Kutipan untuk Dibaca —

================================

MALANG, KOMPAS.com - Di tengah ruangan penuh pajangan batik, Sri Widjayati, warga Turen, Kabupaten Malang, Jawa Timur tampak khusyuk memperhatikan penyampaian sosialisasi Kementerian Usaha Mikro, Kecil, dan Menengah (KUMKM), melalui sambungan di layar ponselnya, Selasa (2/12/2025).
Ruangan itu memang tidak terlalu luas, hanya sekitar 4x5 meter.
Namun, di sanalah tercipta berbagai karya batik dari tangan dingin Sri.
Selain aktif berkreasi menciptakan konsep-konsep batik, Bagi Sri, mengikuti berbagai event, pelatihan, dan sosialisasi penting untuk kemajuan usaha batiknya.
Sebab, dari berbagai event itulah batiknya akan banyak dikenal.
“Alhamdulillah, sejak dirintis pada tahun 2016 silam, usaha batik dengan nama merek: Batik Bambu Kenanga ini terus berkembang hingga saat ini. Pesanan batik terus berdatangan dari berbagai kalangan,” tutur Sri di sela-sela kesibukannya mengikuti sosialisasi KUMKM.
Baca juga: Ummu Vio, Perjuangan Ibu Mengendarai Cinta di Atas Honda Beat Tua
Ibu dari 3 anak itu mengatakan, usaha batik tulis yang digelutinya itu cukup banyak berkontribusi untuk membantu menopang kebutuhan ekonomi keluarga.
Serta mampu membiayai pendidikan ketiga anaknya hingga ke jenjang perguruan tinggi.

================================

Catatan —
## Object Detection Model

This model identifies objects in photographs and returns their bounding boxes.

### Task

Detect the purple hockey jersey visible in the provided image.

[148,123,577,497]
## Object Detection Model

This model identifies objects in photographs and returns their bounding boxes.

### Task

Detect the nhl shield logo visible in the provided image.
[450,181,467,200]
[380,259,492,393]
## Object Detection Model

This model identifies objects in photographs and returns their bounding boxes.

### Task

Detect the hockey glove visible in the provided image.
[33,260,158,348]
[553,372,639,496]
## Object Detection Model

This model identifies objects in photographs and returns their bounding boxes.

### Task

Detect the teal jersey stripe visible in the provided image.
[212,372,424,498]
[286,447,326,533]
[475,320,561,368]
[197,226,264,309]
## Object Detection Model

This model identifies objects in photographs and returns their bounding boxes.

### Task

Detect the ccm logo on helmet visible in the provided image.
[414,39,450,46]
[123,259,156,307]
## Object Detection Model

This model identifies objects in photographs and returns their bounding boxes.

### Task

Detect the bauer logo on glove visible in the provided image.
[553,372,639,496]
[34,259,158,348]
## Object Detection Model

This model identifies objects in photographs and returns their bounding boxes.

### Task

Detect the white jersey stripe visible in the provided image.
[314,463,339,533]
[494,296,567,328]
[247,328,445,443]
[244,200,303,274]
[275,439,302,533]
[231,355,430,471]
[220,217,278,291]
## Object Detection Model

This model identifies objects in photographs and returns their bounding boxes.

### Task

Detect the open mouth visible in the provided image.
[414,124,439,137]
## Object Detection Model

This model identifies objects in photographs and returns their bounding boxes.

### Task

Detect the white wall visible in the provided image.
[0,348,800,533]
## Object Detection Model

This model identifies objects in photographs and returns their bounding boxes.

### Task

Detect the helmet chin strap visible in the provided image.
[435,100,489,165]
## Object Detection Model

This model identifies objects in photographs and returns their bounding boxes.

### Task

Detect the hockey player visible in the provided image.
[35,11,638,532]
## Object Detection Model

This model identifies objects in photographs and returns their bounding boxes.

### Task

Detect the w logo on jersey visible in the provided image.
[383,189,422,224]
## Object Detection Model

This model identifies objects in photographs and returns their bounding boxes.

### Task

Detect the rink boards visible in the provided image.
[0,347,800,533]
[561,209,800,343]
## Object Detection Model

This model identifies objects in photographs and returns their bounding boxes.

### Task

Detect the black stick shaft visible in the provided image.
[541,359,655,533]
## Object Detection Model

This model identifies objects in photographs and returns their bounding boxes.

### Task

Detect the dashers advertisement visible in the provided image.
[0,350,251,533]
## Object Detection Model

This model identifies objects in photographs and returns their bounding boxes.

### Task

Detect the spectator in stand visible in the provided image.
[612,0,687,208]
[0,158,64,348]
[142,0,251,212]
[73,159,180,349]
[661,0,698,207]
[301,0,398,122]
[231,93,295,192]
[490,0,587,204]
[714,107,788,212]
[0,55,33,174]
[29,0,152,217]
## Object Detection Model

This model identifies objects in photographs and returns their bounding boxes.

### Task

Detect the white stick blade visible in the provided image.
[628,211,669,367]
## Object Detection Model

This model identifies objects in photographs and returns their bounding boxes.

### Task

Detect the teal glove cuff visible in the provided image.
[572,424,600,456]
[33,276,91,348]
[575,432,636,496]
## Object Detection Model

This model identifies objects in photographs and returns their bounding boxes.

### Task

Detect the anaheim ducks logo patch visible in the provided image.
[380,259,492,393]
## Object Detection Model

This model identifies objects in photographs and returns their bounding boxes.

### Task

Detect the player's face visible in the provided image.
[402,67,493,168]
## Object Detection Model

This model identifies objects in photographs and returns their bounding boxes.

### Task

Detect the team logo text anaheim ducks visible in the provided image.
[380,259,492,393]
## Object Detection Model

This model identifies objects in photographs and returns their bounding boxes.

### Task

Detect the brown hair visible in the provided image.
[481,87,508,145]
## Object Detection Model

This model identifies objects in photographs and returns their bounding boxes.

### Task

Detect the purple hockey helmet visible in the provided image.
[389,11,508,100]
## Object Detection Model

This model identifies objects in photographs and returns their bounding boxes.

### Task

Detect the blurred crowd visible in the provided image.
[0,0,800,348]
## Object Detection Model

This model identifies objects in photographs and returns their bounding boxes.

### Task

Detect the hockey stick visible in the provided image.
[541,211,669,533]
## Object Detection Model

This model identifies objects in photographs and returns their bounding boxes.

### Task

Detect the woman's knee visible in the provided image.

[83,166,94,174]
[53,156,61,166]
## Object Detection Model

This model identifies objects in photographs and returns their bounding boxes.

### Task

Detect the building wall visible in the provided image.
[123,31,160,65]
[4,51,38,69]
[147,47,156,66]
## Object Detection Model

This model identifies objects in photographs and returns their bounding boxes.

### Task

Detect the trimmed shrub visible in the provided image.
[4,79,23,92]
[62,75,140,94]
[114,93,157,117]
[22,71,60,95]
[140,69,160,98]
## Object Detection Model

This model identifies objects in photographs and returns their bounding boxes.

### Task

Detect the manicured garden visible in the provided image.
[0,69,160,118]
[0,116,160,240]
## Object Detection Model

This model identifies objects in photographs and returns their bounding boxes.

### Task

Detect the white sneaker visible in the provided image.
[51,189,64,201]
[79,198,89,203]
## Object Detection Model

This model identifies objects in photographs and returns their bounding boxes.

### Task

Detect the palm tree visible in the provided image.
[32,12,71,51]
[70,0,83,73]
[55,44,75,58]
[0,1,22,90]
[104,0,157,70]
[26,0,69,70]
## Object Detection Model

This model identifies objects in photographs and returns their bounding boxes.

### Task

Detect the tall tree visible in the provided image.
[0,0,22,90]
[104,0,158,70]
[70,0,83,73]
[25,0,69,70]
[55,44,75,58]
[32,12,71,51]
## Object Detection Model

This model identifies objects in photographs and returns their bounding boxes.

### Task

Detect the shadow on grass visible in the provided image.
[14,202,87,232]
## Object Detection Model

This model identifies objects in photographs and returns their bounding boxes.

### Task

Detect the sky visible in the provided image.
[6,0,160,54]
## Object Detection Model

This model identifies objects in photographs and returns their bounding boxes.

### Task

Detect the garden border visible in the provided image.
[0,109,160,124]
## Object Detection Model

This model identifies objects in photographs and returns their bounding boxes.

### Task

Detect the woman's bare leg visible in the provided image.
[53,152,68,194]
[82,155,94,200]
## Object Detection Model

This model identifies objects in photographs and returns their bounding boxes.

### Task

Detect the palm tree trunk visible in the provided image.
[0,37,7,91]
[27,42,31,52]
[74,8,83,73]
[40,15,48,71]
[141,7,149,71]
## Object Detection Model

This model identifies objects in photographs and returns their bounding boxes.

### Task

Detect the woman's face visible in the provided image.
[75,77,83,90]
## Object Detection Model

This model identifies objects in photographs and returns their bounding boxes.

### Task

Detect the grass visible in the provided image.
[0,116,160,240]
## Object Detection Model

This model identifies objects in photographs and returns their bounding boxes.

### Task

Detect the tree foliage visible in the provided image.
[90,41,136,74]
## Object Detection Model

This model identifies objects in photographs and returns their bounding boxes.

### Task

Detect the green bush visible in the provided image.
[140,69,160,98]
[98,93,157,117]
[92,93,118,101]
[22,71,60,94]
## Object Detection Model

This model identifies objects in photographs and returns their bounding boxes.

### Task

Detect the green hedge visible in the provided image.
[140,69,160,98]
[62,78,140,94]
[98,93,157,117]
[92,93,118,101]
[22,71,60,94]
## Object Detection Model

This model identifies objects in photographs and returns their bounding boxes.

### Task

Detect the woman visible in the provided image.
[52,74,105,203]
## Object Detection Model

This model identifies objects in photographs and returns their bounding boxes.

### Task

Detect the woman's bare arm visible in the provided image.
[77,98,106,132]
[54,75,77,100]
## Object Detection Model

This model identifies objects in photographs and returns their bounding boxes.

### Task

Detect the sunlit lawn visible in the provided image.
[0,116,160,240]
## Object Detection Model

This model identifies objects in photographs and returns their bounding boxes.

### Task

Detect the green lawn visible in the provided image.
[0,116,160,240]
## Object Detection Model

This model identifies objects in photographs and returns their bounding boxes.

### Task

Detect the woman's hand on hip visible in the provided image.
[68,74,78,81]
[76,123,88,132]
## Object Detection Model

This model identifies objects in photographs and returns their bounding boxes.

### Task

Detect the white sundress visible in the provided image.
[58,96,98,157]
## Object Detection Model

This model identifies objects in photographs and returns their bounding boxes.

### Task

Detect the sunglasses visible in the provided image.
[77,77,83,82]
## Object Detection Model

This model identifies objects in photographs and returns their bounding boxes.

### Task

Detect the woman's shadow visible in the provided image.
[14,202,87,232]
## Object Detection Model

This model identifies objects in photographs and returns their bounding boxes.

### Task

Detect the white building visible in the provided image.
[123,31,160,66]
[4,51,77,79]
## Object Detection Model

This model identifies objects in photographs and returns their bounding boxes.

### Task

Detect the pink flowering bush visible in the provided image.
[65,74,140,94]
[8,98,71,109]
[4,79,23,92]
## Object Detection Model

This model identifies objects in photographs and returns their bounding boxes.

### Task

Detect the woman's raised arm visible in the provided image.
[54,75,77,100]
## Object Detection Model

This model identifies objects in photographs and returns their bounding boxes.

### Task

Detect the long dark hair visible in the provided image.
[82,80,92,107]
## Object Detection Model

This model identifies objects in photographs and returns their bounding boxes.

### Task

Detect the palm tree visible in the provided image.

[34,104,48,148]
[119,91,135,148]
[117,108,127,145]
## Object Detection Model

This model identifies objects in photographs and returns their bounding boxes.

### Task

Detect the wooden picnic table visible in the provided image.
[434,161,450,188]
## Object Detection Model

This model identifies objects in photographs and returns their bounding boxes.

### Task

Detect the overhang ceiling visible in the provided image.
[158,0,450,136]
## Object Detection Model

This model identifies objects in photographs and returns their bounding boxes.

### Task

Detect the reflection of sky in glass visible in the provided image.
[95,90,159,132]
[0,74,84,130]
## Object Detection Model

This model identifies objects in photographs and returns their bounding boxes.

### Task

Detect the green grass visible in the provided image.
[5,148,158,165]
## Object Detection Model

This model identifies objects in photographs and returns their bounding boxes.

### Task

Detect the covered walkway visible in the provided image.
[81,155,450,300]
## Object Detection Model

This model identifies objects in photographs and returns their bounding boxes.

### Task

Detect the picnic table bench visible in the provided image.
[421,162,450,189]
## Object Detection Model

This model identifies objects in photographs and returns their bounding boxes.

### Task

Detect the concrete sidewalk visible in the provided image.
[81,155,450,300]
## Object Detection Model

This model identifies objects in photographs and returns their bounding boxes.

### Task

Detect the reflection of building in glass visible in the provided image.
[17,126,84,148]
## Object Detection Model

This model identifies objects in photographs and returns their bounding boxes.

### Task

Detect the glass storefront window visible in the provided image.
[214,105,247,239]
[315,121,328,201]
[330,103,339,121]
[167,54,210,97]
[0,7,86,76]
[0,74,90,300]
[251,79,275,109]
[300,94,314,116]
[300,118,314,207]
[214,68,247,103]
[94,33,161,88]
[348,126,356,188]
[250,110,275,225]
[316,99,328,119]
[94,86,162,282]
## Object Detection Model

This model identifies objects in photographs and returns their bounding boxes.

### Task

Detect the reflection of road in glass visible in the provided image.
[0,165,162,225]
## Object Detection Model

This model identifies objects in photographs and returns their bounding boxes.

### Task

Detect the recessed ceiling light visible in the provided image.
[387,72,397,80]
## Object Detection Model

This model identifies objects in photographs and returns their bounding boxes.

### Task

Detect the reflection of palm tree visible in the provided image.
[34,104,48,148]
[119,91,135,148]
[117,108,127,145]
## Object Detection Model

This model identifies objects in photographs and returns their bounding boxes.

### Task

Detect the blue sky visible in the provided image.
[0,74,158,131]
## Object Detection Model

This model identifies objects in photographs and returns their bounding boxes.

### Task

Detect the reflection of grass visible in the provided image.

================================

Tugas yang Diminta —
1. Susun ulang baris-baris catatan di atas menjadi tabel Markdown dengan kolom No untuk nomor urut dan kolom Baris untuk isi baris, tanpa baris kosong. Mulailah dari baris pertama catatan dan berhenti setelah baris yang memuat "[435,100,489,165]".
2. Lanjutkan berita tentang usaha batik tulis Sri Widjayati mulai dari kalimat sesudah kalimat terakhirnya.

Jawaban —
1.
| No | Baris |
|---|---|
| 1 | ## Object Detection Model |
| 2 | This model identifies objects in photographs and returns their bounding boxes. |
| 3 | ### Task |
| 4 | Detect the purple hockey jersey visible in the provided image. |
| 5 | [148,123,577,497] |
| 6 | ## Object Detection Model |
| 7 | This model identifies objects in photographs and returns their bounding boxes. |
| 8 | ### Task |
| 9 | Detect the nhl shield logo visible in the provided image. |
| 10 | [450,181,467,200] |
| 11 | [380,259,492,393] |
| 12 | ## Object Detection Model |
| 13 | This model identifies objects in photographs and returns their bounding boxes. |
| 14 | ### Task |
| 15 | Detect the hockey glove visible in the provided image. |
| 16 | [33,260,158,348] |
| 17 | [553,372,639,496] |
| 18 | ## Object Detection Model |
| 19 | This model identifies objects in photographs and returns their bounding boxes. |
| 20 | ### Task |
| 21 | Detect the teal jersey stripe visible in the provided image. |
| 22 | [212,372,424,498] |
| 23 | [286,447,326,533] |
| 24 | [475,320,561,368] |
| 25 | [197,226,264,309] |
| 26 | ## Object Detection Model |
| 27 | This model identifies objects in photographs and returns their bounding boxes. |
| 28 | ### Task |
| 29 | Detect the ccm logo on helmet visible in the provided image. |
| 30 | [414,39,450,46] |
| 31 | [123,259,156,307] |
| 32 | ## Object Detection Model |
| 33 | This model identifies objects in photographs and returns their bounding boxes. |
| 34 | ### Task |
| 35 | Detect the bauer logo on glove visible in the provided image. |
| 36 | [553,372,639,496] |
| 37 | [34,259,158,348] |
| 38 | ## Object Detection Model |
| 39 | This model identifies objects in photographs and returns their bounding boxes. |
| 40 | ### Task |
| 41 | Detect the white jersey stripe visible in the provided image. |
| 42 | [314,463,339,533] |
| 43 | [494,296,567,328] |
| 44 | [247,328,445,443] |
| 45 | [244,200,303,274] |
| 46 | [275,439,302,533] |
| 47 | [231,355,430,471] |
| 48 | [220,217,278,291] |
| 49 | ## Object Detection Model |
| 50 | This model identifies objects in photographs and returns their bounding boxes. |
| 51 | ### Task |
| 52 | Detect the open mouth visible in the provided image. |
| 53 | [414,124,439,137] |
| 54 | ## Object Detection Model |
| 55 | This model identifies objects in photographs and returns their bounding boxes. |
| 56 | ### Task |
| 57 | Detect the white wall visible in the provided image. |
| 58 | [0,348,800,533] |
| 59 | ## Object Detection Model |
| 60 | This model identifies objects in photographs and returns their bounding boxes. |
| 61 | ### Task |
| 62 | Detect the helmet chin strap visible in the provided image. |
| 63 | [435,100,489,165] |

2.
Meski sebagai tulang punggung keluarga, tentu saja perjuangan Sri tidak berjalan mulus begitu saja.
Berbagai lika-liku harus ia hadapi untuk membesarkan sekaligus membiayai pendidikan ketiga anaknya, seorang diri.
Sebelum terjun sebagai perajin batik. Ia pernah menjadi pegawai honorer di Kelurahan Turen, dengan gaji yang hanya cukup untuk makan sehari-hari.
Baca juga: Demi Anak, Ibu Siti Aisyah Jadi Spesialis Tukang Tambal Ban Truk: Saya Nikmati Saja...
Sementara untuk kebutuhan biaya pendidikan anak-anaknya ia harus mencari pekerjaan tambahan yang tidak mengikat.
Pada saat itu, ia mengaku pernah menjadi pedagang berbagai produk, hingga menerima layanan jasa pengurusan surat kependudukan.
“Semua pekerjaan sampingan saya kerjakan saat itu, apapun yang penting halal,” tegasnya.
Selain bekerja keras, menabung juga menjadi kunci kesuksesan Sri. Sejak dulu, ia aktif dalam keanggotan di Koperasi Wanita (Kopwan) Kelurahan Turen, Kecamatan Turen, Kabupaten Malang.
“Kadang kalau pas tidak punya uang saat anak waktunya bayar sekolah, tabungan bisa diambil dulu di Kopwan,” bebernya.
Baca juga: Ibu Lina Yakin Bisa: Melawan Kanker demi Anak di Tengah Vonis Hidup yang Tinggal 40 Persen
Meski harus mencari nafkah seorang diri, Sri tidak pernah putus asa.
Ia bahkan, melarang untuk anaknya bekerja ketika masih menempuh pendidikan.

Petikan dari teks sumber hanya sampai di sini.